**Task**
Only the line containing "Target: distant mountain peak" and the lines after it, through the end of the entries, should be output exactly.

Records drawn from a dataset
- - -
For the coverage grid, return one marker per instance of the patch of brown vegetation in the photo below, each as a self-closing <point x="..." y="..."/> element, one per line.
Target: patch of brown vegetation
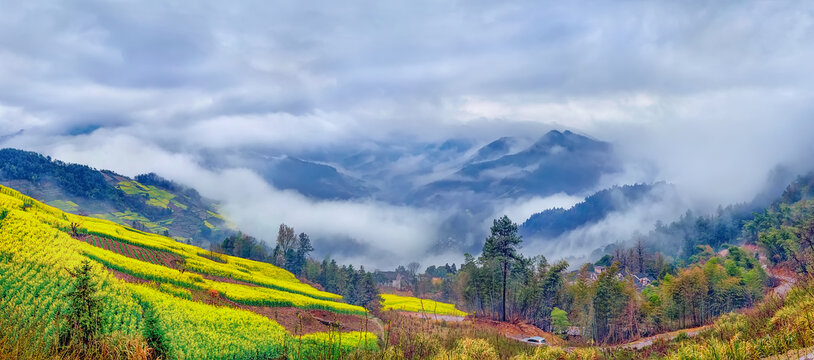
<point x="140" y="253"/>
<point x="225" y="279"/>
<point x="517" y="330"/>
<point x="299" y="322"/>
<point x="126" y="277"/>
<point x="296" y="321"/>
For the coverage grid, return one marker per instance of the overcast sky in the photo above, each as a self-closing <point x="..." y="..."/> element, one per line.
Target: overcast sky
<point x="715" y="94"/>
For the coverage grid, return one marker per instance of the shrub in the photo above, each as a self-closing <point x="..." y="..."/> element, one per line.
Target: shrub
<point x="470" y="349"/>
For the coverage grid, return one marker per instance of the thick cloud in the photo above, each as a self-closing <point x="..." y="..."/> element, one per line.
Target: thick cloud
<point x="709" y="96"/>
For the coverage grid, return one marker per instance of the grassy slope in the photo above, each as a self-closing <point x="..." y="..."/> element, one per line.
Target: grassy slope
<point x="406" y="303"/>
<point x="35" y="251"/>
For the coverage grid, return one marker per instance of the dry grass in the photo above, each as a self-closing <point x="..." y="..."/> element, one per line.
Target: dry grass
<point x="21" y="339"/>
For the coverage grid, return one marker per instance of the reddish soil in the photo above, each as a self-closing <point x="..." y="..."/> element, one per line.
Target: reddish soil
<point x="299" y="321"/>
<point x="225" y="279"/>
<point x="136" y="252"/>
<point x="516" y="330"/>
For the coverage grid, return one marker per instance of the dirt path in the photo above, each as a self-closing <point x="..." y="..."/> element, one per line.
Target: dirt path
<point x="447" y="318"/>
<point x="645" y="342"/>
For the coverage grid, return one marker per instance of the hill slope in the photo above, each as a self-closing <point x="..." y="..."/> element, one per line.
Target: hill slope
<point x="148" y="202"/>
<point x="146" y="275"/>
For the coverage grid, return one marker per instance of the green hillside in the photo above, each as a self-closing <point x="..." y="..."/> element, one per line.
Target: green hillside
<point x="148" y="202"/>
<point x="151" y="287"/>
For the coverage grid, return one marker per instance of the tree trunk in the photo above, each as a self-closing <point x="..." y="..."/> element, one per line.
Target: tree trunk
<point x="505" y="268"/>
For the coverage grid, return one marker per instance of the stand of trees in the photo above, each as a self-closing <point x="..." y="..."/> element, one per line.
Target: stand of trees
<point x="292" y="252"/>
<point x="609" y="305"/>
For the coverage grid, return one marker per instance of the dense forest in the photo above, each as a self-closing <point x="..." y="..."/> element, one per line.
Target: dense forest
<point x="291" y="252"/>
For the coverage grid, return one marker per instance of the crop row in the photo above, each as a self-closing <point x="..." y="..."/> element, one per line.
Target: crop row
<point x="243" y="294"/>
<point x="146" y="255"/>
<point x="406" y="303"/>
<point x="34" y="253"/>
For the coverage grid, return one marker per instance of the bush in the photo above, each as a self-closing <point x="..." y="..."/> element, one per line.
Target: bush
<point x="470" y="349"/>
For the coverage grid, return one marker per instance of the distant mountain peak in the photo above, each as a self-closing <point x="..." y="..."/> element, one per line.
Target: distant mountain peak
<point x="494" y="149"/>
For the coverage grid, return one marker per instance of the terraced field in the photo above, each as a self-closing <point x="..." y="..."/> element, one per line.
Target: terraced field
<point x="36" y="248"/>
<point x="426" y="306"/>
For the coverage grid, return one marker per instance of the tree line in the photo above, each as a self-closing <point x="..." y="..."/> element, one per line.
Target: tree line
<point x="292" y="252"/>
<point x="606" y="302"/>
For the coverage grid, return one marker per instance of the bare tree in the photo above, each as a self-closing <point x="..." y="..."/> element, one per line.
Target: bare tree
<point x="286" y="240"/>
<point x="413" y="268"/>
- - -
**Output of the exercise**
Target: distant mountain peak
<point x="494" y="149"/>
For the coverage grid, return one marker per instance of the terraced field in the photo above, each as a self-closing <point x="..." y="..."/> element, one per line.
Target: terraced field
<point x="36" y="248"/>
<point x="426" y="306"/>
For the coverage grid, return one marker per instance of the tree line in the photo above, each as a self-closing <point x="..." y="..."/> element, one per line.
Target: tree line
<point x="292" y="252"/>
<point x="606" y="302"/>
For the coverage grid, return one marker per instance of the bare tree in the photo above, each as a self-closing <point x="..." y="..."/> element, one per line.
Target: bare tree
<point x="286" y="240"/>
<point x="413" y="268"/>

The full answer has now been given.